WORK TO COMPLETE: Please report every row containing the word "tree" by copying each such line in full. Case counts.
┄┄┄┄┄┄
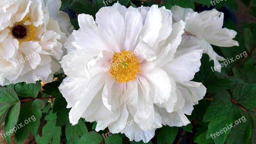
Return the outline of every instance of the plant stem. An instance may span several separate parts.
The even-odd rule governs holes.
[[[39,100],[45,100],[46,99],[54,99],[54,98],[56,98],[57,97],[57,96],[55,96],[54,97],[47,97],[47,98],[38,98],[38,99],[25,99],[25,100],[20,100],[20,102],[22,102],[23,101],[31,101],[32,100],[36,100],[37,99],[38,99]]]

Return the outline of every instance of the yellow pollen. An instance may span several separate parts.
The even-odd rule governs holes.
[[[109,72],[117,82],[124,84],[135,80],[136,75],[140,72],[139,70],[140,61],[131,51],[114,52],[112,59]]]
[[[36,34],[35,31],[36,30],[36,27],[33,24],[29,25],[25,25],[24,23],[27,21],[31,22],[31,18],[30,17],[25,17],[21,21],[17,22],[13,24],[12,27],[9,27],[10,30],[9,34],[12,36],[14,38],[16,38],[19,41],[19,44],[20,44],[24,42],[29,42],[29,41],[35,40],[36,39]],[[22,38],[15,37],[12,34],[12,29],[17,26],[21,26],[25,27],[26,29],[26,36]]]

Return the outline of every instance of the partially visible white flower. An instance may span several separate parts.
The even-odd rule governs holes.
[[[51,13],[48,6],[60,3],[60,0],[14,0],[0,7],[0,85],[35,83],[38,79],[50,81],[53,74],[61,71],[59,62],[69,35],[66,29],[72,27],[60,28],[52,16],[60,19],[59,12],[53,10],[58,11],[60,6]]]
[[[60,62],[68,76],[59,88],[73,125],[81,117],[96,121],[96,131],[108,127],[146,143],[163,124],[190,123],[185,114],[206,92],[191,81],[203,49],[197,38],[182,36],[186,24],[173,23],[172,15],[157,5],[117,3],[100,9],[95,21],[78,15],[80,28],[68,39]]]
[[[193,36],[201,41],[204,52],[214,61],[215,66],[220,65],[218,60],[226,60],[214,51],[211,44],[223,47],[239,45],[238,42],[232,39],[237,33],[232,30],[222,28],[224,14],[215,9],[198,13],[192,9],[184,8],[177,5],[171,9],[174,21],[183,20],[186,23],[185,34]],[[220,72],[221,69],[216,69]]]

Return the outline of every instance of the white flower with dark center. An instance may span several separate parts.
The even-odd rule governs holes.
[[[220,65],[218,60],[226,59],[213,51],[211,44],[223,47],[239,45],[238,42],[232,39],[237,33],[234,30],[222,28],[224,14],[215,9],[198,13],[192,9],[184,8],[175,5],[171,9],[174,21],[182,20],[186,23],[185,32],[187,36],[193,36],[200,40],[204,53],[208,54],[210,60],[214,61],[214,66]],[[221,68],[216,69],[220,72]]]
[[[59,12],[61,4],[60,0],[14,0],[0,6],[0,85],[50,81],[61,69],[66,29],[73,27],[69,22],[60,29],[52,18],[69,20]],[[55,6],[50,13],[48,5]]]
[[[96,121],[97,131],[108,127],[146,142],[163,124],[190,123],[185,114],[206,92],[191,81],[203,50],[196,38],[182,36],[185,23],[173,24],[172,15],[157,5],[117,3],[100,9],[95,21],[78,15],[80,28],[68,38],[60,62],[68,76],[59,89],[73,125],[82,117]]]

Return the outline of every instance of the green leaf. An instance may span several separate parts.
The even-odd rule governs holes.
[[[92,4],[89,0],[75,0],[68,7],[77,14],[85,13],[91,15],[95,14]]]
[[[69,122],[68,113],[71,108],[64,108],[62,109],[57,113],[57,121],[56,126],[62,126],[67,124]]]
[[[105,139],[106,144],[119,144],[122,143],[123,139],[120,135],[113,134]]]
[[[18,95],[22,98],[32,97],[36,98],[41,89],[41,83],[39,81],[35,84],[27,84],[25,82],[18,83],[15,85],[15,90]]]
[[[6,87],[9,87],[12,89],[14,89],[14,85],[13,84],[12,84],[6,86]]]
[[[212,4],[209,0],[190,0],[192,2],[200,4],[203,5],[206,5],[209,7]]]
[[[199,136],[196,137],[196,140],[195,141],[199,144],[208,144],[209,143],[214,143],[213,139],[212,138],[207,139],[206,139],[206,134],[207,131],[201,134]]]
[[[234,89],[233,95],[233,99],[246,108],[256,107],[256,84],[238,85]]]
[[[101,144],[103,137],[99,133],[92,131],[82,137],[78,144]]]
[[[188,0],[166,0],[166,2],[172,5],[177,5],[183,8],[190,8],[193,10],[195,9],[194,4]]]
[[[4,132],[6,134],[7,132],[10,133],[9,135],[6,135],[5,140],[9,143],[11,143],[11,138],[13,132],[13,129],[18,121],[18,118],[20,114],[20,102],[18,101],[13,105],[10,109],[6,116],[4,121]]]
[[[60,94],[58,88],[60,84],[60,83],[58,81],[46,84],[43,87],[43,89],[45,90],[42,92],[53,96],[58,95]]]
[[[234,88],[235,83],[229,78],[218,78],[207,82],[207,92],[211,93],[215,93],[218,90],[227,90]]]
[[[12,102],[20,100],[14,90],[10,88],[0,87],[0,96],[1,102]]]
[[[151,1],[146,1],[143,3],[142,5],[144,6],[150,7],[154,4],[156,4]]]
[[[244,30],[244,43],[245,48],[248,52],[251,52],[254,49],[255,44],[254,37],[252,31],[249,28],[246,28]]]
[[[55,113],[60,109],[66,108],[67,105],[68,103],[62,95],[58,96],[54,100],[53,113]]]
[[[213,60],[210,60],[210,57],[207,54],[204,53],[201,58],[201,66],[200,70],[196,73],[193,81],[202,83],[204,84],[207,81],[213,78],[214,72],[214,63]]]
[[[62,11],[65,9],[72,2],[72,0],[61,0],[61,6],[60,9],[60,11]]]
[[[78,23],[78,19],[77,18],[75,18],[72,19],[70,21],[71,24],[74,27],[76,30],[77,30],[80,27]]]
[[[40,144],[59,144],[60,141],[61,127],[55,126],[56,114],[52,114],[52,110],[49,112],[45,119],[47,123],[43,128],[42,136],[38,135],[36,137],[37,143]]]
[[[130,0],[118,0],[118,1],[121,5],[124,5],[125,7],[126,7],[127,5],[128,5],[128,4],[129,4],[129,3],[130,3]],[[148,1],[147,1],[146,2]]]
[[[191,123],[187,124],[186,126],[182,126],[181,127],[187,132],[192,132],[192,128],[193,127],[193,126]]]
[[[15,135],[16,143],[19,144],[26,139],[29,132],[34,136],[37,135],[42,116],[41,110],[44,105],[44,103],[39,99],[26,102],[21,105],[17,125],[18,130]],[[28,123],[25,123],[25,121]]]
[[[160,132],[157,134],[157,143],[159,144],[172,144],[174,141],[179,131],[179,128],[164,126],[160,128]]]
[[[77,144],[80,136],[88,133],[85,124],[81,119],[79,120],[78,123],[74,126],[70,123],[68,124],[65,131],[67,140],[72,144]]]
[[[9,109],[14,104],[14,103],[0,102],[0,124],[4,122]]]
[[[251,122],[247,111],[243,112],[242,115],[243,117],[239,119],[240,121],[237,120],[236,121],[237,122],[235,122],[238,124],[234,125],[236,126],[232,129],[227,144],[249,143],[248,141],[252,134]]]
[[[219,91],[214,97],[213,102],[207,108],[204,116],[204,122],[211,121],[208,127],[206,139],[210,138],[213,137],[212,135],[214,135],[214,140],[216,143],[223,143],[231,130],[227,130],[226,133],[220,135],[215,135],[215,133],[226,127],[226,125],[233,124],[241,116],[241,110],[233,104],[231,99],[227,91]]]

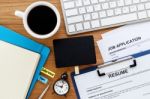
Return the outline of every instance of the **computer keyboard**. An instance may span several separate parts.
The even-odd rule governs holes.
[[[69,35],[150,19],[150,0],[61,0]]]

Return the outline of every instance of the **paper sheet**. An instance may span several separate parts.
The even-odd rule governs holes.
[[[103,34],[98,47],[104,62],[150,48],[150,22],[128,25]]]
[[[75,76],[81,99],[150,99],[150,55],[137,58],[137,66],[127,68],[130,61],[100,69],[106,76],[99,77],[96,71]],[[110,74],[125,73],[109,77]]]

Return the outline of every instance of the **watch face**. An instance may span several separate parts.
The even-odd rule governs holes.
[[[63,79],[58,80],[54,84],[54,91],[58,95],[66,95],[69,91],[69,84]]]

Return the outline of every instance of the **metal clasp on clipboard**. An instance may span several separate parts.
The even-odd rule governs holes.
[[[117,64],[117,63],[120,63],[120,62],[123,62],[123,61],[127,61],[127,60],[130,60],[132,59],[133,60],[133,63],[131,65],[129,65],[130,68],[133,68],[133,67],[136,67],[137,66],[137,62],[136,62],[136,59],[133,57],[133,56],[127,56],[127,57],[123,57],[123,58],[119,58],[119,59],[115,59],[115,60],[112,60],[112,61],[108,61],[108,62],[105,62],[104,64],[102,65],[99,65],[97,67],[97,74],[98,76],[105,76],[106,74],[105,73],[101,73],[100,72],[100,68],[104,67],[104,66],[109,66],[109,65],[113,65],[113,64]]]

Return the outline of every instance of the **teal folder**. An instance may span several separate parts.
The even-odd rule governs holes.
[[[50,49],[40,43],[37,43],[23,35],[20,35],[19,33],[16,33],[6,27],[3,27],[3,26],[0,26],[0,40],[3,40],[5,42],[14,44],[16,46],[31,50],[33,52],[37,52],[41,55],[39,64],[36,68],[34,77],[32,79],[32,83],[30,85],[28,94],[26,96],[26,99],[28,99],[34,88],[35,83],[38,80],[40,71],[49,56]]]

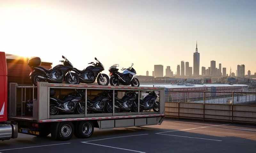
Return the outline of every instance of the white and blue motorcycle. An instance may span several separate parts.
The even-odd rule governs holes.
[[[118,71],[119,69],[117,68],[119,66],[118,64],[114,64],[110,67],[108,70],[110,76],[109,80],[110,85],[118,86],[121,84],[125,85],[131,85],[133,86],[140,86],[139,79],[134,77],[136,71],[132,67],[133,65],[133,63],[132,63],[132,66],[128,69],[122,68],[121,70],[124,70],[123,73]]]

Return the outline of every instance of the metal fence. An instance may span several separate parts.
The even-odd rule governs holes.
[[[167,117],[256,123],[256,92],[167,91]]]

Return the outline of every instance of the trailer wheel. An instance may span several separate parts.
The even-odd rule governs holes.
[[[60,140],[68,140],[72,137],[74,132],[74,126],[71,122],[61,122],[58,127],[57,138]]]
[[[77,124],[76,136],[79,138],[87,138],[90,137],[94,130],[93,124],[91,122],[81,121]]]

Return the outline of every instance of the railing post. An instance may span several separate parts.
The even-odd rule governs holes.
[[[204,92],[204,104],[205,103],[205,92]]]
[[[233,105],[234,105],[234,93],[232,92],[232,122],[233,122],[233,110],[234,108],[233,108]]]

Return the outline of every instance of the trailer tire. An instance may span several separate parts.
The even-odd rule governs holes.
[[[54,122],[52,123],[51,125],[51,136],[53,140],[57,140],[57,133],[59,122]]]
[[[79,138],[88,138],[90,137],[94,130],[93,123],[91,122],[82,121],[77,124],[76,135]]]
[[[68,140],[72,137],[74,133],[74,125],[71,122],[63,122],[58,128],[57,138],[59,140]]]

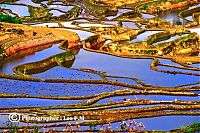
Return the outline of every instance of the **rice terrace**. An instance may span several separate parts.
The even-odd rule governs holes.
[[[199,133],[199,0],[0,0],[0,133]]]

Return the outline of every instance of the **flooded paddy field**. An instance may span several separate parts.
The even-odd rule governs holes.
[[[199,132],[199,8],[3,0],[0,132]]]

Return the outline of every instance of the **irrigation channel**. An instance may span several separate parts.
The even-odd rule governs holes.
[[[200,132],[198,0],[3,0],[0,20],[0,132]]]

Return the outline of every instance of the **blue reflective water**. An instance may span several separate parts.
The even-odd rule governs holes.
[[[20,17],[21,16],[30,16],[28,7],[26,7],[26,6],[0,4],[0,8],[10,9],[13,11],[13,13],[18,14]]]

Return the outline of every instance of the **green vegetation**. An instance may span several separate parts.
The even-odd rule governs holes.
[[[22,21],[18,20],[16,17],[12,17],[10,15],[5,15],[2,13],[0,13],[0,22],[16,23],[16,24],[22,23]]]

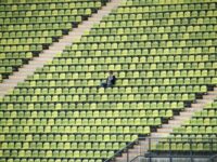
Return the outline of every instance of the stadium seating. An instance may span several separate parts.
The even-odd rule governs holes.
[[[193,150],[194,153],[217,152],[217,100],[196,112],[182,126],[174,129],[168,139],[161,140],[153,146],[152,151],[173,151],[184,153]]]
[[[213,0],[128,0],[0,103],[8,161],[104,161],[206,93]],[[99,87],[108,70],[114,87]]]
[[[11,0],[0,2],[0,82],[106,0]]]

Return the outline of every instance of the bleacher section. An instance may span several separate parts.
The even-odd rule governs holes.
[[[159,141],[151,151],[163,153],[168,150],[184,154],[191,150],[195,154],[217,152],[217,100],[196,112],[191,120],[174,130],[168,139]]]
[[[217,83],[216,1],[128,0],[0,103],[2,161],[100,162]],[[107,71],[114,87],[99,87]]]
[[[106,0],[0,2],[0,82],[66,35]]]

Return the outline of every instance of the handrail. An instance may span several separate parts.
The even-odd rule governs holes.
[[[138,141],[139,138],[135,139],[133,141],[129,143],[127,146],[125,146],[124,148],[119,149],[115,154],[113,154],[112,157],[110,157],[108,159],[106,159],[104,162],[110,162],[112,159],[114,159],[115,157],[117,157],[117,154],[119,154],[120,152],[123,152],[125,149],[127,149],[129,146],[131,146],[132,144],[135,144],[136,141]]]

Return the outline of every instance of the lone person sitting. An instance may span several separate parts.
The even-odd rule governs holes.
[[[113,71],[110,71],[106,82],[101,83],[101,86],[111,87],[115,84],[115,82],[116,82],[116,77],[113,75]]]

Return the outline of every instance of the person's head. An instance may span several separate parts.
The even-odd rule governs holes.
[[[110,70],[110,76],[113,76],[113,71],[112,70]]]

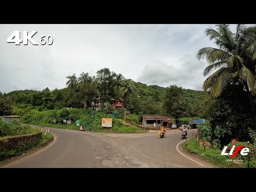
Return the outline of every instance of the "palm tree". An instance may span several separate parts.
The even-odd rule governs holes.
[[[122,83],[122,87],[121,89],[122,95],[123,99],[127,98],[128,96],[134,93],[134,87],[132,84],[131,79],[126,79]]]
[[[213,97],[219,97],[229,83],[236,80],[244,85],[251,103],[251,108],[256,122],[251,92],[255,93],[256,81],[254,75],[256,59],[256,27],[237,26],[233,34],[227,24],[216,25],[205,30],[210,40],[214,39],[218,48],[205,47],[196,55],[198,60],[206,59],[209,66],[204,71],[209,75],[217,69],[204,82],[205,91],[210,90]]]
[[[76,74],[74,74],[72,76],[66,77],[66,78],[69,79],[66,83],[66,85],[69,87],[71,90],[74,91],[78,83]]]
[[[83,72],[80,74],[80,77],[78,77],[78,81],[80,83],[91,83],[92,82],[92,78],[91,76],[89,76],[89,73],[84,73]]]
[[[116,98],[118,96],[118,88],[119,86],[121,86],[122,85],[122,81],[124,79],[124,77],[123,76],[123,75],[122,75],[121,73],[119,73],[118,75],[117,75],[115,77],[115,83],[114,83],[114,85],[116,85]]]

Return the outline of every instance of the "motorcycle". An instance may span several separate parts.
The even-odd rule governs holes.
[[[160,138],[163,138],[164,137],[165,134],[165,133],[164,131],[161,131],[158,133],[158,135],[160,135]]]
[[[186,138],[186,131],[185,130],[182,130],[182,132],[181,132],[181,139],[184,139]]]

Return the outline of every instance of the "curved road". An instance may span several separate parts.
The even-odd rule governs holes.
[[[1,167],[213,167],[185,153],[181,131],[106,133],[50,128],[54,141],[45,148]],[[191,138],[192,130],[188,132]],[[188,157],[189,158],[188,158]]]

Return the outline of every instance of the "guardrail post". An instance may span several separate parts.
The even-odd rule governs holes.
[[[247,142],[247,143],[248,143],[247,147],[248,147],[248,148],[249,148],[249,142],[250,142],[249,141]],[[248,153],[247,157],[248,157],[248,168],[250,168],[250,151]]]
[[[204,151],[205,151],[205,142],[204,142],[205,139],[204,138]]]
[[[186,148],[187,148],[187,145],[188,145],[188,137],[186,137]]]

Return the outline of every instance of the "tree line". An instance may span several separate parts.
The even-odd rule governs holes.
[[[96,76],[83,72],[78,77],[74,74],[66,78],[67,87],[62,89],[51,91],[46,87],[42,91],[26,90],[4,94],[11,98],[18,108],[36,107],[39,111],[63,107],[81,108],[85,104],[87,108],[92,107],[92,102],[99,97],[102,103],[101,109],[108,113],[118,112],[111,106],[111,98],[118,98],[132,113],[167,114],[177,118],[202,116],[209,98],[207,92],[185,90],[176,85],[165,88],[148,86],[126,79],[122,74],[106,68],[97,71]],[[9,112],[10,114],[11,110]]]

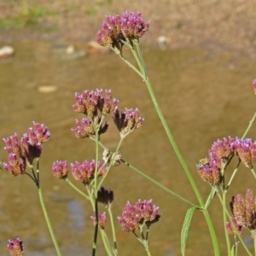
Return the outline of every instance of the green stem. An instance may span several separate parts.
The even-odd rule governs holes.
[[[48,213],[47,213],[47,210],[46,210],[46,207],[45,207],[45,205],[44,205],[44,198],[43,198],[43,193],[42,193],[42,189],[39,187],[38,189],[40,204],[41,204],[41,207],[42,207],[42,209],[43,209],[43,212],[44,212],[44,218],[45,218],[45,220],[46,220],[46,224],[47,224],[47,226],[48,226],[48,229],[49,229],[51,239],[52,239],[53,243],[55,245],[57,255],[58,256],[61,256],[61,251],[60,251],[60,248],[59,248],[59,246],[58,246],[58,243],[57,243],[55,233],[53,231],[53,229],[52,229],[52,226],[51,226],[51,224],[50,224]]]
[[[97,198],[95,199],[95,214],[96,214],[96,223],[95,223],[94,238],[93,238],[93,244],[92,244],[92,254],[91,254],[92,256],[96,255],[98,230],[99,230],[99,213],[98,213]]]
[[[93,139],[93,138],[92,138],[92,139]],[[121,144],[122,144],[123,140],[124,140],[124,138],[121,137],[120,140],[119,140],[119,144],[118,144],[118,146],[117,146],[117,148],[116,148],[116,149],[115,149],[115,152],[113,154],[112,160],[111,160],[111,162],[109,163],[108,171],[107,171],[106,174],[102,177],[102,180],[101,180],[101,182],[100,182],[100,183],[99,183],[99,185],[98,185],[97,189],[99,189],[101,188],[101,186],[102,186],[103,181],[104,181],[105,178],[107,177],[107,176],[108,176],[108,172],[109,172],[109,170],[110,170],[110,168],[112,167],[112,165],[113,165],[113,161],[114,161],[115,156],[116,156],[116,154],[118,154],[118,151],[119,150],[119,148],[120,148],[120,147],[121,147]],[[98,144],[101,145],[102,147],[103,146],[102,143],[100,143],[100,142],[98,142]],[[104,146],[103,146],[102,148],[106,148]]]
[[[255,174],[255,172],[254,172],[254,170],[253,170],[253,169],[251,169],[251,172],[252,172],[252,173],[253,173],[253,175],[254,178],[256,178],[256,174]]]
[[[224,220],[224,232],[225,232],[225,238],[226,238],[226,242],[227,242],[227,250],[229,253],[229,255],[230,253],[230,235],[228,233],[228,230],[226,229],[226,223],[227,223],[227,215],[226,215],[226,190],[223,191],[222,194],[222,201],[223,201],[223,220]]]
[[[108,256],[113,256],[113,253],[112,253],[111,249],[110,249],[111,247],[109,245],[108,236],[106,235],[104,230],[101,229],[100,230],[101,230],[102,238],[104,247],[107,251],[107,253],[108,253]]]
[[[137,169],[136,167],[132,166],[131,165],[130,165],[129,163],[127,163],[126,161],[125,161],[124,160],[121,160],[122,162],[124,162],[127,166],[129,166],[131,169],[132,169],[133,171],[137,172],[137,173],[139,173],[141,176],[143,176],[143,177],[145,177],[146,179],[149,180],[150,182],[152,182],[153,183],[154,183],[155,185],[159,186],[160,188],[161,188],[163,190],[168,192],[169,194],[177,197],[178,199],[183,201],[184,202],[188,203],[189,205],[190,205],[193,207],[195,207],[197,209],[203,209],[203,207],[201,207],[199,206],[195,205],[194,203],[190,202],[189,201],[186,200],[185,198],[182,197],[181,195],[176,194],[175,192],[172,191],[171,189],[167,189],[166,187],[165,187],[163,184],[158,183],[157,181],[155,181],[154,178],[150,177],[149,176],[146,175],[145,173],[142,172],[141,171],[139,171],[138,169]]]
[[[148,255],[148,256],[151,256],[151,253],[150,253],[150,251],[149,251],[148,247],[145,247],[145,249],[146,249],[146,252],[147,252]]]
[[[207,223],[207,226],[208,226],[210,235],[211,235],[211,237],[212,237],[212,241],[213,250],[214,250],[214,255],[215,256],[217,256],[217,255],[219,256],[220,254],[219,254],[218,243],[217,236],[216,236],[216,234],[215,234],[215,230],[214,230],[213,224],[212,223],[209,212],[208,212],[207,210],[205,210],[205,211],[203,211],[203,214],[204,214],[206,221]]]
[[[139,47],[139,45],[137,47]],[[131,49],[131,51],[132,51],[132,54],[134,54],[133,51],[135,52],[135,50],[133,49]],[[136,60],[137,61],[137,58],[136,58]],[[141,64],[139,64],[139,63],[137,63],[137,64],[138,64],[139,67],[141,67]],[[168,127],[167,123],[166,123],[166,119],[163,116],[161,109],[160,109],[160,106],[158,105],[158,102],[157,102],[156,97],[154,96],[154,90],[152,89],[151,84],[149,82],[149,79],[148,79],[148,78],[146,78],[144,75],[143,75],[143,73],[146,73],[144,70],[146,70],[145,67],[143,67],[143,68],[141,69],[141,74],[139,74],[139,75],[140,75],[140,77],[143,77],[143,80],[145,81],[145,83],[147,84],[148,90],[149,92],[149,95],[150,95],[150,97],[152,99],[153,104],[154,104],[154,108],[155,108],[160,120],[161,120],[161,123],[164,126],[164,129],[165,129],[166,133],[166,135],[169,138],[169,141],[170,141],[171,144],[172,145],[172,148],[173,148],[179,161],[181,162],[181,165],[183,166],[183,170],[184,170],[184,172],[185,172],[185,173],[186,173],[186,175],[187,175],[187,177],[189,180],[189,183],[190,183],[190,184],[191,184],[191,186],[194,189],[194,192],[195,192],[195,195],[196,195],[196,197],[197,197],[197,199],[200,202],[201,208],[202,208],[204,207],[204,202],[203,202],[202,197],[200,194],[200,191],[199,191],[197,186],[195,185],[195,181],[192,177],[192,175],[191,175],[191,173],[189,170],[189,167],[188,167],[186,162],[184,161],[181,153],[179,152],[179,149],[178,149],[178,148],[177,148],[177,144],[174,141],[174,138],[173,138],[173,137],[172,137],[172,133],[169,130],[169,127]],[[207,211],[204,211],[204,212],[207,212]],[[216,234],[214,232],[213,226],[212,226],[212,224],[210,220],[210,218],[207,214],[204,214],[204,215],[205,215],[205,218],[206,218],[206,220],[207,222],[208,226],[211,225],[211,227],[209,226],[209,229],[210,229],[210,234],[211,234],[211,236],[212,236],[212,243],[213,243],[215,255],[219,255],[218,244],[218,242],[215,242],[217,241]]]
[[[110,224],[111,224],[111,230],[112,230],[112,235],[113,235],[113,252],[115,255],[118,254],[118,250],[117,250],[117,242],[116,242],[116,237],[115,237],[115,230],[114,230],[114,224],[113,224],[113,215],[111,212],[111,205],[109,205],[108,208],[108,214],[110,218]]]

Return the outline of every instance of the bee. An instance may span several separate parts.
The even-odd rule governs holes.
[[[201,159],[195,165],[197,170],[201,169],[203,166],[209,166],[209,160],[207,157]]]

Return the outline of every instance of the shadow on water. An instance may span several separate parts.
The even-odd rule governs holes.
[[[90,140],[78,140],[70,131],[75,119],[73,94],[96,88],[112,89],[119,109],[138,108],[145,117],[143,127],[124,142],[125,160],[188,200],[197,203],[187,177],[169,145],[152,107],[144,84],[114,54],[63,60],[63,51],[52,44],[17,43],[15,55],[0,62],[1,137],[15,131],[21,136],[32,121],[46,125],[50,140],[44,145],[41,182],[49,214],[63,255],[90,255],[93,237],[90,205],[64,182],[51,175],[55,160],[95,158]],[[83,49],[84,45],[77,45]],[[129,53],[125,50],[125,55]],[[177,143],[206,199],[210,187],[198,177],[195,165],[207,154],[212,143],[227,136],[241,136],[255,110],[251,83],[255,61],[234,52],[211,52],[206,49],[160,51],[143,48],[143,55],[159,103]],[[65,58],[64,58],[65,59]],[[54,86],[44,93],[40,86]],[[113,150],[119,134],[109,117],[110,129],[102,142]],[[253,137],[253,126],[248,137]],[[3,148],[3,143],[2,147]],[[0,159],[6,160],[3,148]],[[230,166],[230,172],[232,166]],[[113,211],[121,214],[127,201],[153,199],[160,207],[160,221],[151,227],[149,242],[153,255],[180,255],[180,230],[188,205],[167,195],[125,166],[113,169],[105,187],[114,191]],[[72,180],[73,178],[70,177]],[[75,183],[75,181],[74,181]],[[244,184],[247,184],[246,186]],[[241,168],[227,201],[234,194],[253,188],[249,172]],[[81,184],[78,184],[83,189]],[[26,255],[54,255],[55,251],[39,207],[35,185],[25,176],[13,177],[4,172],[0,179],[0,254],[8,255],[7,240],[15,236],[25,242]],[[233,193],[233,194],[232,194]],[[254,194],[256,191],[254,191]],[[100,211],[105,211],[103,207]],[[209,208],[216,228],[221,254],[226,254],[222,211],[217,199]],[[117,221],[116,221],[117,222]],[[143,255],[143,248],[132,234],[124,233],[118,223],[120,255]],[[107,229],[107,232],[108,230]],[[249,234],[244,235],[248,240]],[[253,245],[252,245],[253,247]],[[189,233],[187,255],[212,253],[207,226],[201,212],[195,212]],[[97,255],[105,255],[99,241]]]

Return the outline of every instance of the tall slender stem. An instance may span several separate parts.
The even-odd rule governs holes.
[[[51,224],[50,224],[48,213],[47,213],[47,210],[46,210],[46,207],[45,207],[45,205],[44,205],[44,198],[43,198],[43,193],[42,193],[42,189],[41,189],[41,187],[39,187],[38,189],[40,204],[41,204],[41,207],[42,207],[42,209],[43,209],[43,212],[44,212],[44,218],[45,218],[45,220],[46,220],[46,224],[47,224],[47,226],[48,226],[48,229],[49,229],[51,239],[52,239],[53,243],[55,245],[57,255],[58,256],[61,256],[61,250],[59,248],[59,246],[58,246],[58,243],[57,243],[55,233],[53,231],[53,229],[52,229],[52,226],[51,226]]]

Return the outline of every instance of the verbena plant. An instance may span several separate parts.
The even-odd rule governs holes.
┄┄┄┄┄┄
THE RESPONSE:
Return the outline of every instance of the "palm tree". An instance may span several separate parts.
Return the outline of every instance of the "tree line". An instance may span several separate parts.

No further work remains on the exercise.